┌──

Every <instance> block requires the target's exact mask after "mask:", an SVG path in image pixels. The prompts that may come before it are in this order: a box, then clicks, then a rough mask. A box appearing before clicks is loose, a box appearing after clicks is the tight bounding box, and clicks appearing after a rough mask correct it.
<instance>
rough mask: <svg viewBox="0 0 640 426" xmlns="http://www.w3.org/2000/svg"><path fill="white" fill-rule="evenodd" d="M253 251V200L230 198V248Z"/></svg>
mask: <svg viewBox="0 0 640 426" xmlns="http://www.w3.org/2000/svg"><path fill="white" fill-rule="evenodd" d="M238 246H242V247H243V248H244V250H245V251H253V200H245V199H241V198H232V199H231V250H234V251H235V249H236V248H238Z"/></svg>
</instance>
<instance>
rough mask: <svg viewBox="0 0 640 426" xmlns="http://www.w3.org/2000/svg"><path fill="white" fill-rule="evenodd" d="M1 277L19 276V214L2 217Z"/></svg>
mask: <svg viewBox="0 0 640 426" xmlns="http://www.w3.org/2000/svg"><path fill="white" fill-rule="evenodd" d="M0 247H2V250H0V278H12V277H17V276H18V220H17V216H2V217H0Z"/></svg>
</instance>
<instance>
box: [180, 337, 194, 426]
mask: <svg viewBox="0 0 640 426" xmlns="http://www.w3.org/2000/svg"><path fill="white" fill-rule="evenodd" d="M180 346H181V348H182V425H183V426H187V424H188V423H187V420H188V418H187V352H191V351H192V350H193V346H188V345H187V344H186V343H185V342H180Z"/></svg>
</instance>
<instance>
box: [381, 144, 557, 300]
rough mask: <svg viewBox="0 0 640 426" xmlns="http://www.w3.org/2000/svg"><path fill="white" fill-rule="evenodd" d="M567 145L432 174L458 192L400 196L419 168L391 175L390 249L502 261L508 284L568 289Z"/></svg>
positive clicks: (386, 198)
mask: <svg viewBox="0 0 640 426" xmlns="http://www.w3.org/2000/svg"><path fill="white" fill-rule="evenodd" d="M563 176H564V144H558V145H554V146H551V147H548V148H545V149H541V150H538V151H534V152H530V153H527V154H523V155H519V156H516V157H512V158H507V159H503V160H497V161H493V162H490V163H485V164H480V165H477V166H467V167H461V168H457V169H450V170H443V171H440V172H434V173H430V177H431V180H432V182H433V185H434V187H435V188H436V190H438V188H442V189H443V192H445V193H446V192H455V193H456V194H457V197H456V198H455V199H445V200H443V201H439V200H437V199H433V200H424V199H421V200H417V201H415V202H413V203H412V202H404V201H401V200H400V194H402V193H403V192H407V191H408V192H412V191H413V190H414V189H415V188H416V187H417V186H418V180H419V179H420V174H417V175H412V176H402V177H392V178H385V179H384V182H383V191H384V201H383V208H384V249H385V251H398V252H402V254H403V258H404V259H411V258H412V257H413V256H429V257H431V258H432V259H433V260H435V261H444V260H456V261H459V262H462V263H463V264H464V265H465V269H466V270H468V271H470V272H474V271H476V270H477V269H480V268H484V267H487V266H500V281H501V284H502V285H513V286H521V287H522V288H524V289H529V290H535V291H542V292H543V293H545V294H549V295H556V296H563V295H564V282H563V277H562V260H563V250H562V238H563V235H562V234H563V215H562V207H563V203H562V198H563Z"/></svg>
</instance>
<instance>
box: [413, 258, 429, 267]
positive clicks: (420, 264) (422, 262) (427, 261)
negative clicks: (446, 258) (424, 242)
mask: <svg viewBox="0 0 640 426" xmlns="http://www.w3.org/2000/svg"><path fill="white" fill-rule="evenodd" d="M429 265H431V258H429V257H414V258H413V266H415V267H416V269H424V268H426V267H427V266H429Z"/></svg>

└──

TASK
Each line of the material should be repeated exactly as it reads.

SOLUTION FOR THIS EXERCISE
Every <instance> block requires the target's exact mask after "mask:", an SVG path in image pixels. The prompts that may come before it are in this order: a box, then clicks, then a rough mask. A box appearing before clicks is loose, a box appearing after clicks is the tight bounding box, and clicks appearing after a rough mask correct it.
<instance>
rough mask: <svg viewBox="0 0 640 426" xmlns="http://www.w3.org/2000/svg"><path fill="white" fill-rule="evenodd" d="M253 251V200L230 198V248Z"/></svg>
mask: <svg viewBox="0 0 640 426" xmlns="http://www.w3.org/2000/svg"><path fill="white" fill-rule="evenodd" d="M238 246H242V247H243V248H244V250H245V251H253V200H245V199H241V198H232V199H231V250H234V251H235V249H236V248H238Z"/></svg>
</instance>
<instance>
rough mask: <svg viewBox="0 0 640 426" xmlns="http://www.w3.org/2000/svg"><path fill="white" fill-rule="evenodd" d="M1 277L19 276V214L2 217Z"/></svg>
mask: <svg viewBox="0 0 640 426" xmlns="http://www.w3.org/2000/svg"><path fill="white" fill-rule="evenodd" d="M0 247H2V250H0V278H12V277H17V276H18V220H17V216H2V217H0Z"/></svg>
</instance>
<instance>
box: [180, 337, 194, 426]
mask: <svg viewBox="0 0 640 426" xmlns="http://www.w3.org/2000/svg"><path fill="white" fill-rule="evenodd" d="M180 346H181V348H182V425H183V426H187V424H188V423H187V420H188V418H187V352H191V351H192V350H193V346H188V345H187V344H186V343H185V342H180Z"/></svg>
</instance>
<instance>
box: [381, 144, 557, 300]
rough mask: <svg viewBox="0 0 640 426" xmlns="http://www.w3.org/2000/svg"><path fill="white" fill-rule="evenodd" d="M567 145L432 174L458 192L400 196L419 168L391 175L390 249L502 261L508 284L568 289Z"/></svg>
positive clicks: (386, 198)
mask: <svg viewBox="0 0 640 426" xmlns="http://www.w3.org/2000/svg"><path fill="white" fill-rule="evenodd" d="M563 176H564V144H558V145H554V146H551V147H548V148H545V149H541V150H538V151H534V152H530V153H527V154H523V155H519V156H516V157H512V158H507V159H503V160H497V161H493V162H490V163H485V164H480V165H477V166H467V167H461V168H457V169H450V170H443V171H440V172H434V173H430V177H431V180H432V182H433V185H434V187H435V188H436V190H438V188H442V189H443V192H445V193H446V192H455V193H456V194H457V197H456V198H455V199H445V200H443V201H439V200H437V199H433V200H424V199H421V200H417V201H415V202H413V203H412V202H404V201H401V200H400V194H402V193H403V192H407V191H408V192H412V191H413V190H414V189H415V188H416V187H417V186H418V180H419V179H420V174H417V175H412V176H402V177H392V178H385V179H384V182H383V191H384V201H383V208H384V249H385V251H398V252H402V254H403V258H404V259H411V258H412V257H413V256H429V257H431V258H432V259H433V260H435V261H444V260H456V261H459V262H462V263H463V264H464V265H465V269H466V270H468V271H470V272H474V271H476V270H477V269H480V268H484V267H487V266H500V281H501V284H502V285H513V286H521V287H522V288H524V289H529V290H535V291H542V292H543V293H545V294H549V295H556V296H563V295H564V282H563V277H562V260H563V250H562V238H563V235H562V234H563V215H562V207H563V203H562V198H563Z"/></svg>
</instance>
<instance>
box: [413, 258, 429, 267]
positive clicks: (420, 264) (422, 262) (427, 261)
negative clicks: (446, 258) (424, 242)
mask: <svg viewBox="0 0 640 426" xmlns="http://www.w3.org/2000/svg"><path fill="white" fill-rule="evenodd" d="M429 265H431V258H429V257H414V258H413V266H415V267H416V269H424V268H426V267H427V266H429Z"/></svg>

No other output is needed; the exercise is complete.